GIVEN TEXT —
Using cluster analysis, we observed that the number of peaks, mean peak width, mean peak height, mean peak area, increases above basal levels, mean levels, area under the 8-h concentration vs. time curve (AUC) and nadir (P < 0.0001 for all), and percent increase in mean peak height (P = 0.004) of LH pulses were all significantly and progressively reduced by increasing doses of testosterone (Figs. 1 and 2). Significant suppression of these parameters was seen in both ethnic groups, even with the lowest dose of testosterone infused (7 mg/1.7 m²·24 h). At the infusion dose of 14 mg/1.7 m²·24 h, many of the subjects showed abolition of detectable pulsatile LH release. At the highest infusion dose of 28 mg/1.7 m²·24 h, most of the subjects showed complete absence of LH pulsatility. Deconvolution analyses showed that the mass of LH secreted per burst decreased markedly in Asians (P = 0.0001), which seemed to be less marked in whites (P = 0.05). The apparent half-life of LH and secretory pulse frequency and duration (data not shown) were not altered by increasing doses of testosterone infusion. There was no interaction between dose and ethnicity for any of the parameters tested.

View larger version (36K): [in this window] [in a new window]   Figure 1. Serum LH concentrations, determined by immunofluorometric assay, after blood was sampled at 10-min intervals for the last 8 h of consecutive 8-h saline or 48-h testosterone infusions at 7, 14, and 28 mg/1.7 m2·24 h in a representative Asian and a representative white man.

View larger version (52K): [in this window] [in a new window]   Figure 2. Characteristics of pulsatile LH release during saline and increasing doses of testosterone infusion, as assessed by Cluster analysis. Data are the mean ± SEM. *, P < 0.05.

Suppression of pulsatile FSH release by graded doses of testosterone infusion

Similar to LH, pulsatile FSH release was suppressed progressively by increasing doses of testosterone (Figs. 3 and 4). The number of FSH pulses (P = 0.016), the mean peak width (P = 0.037), the percent increase in peak height (P = 0.007), the percent increase in mean peak height (P = 0.010), the mean peak area (P = 0.004), the mean FSH level (P = 0.0001), and the AUC (P = 0.0001) were all significantly decreased by graded increases in the testosterone infusion doses. Deconvolution analyses disclosed that the mass of FSH secreted per burst (P = 0.0013), the secretory pulse amplitude (P = 0.0014), and the total (8-h) secretion rate (P = 0.0001) were suppressed significantly with increasing doses of testosterone. At the lowest dose of testosterone infused (7 mg/1.7 m²·day), FSH secretory pulses were significantly suppressed vs. saline in both ethnic groups.

GIVEN INFORMATION —
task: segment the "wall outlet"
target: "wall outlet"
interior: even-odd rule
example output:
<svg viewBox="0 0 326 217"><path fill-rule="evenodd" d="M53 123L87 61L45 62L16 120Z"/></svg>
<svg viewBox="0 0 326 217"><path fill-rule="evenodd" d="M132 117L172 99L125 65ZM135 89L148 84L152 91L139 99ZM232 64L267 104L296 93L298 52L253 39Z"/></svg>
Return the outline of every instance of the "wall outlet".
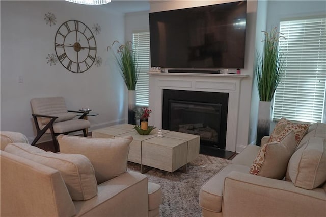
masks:
<svg viewBox="0 0 326 217"><path fill-rule="evenodd" d="M24 77L22 76L18 76L18 83L24 83Z"/></svg>

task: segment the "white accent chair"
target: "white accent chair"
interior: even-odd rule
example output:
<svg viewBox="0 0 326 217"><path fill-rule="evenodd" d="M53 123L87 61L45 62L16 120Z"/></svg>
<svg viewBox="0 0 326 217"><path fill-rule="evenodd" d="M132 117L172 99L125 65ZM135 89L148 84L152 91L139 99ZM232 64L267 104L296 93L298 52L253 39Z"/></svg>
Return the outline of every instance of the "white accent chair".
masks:
<svg viewBox="0 0 326 217"><path fill-rule="evenodd" d="M84 119L88 112L68 110L65 99L62 97L34 98L31 100L33 116L37 135L32 142L35 146L44 133L51 133L56 152L59 147L56 136L67 135L73 132L83 131L84 136L87 137L87 129L91 126L90 122ZM83 113L78 119L74 119Z"/></svg>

TASK INSTRUCTIONS —
• A. Answer these questions about the text on testosterone suppression of LH and FSH:
(i) What did most subjects show at the highest testosterone infusion dose of 28 mg/1.7 m²·24 h?
(ii) According to the Figure 1 caption, at what interval was blood sampled?
(iii) What P value is reported for the decrease in the mean FSH level?
• B. Continue the text on testosterone suppression of LH and FSH, beginning after its final sentence.

ANSWERS BY ITEM NUMBER —
• A.
(i) Complete absence of LH pulsatility.
(ii) At 10-min intervals, for the last 8 h of the infusions.
(iii) P = 0.0001.

• B.
View larger version (35K): [in this window] [in a new window]   Figure 3. Serum FSH concentrations, as determined by immunofluorometric assay, during the last 8 h of saline or testosterone infusions at 7, 14, and 28 mg/1.7 m2·24 h in a representative Asian and a representative white man. Subjects were studied as described in the legend of Fig. 1.

View larger version (52K): [in this window] [in a new window]   Figure 4. Characteristics of pulsatile FSH release during saline and increasing doses of testosterone infusion, as assessed by Cluster analysis. Data are the mean ± SEM. *, P < 0.05.

ApEn of LH and FSH pulsatile secretions

Before testosterone infusion, Asian men showed higher absolute ApEn values for FSH than did their white male counterparts (P 0.0063). Higher ApEn values denote relatively greater disorderliness or irregularity of FSH release. In contrast, ethnicity did not affect the ApEn values for LH release basally, nor the cross-ApEn values (the latter denoting the synchrony of LH and FSH release patterns). There were no testosterone dose effects on ApEN or cross-ApEn in either group.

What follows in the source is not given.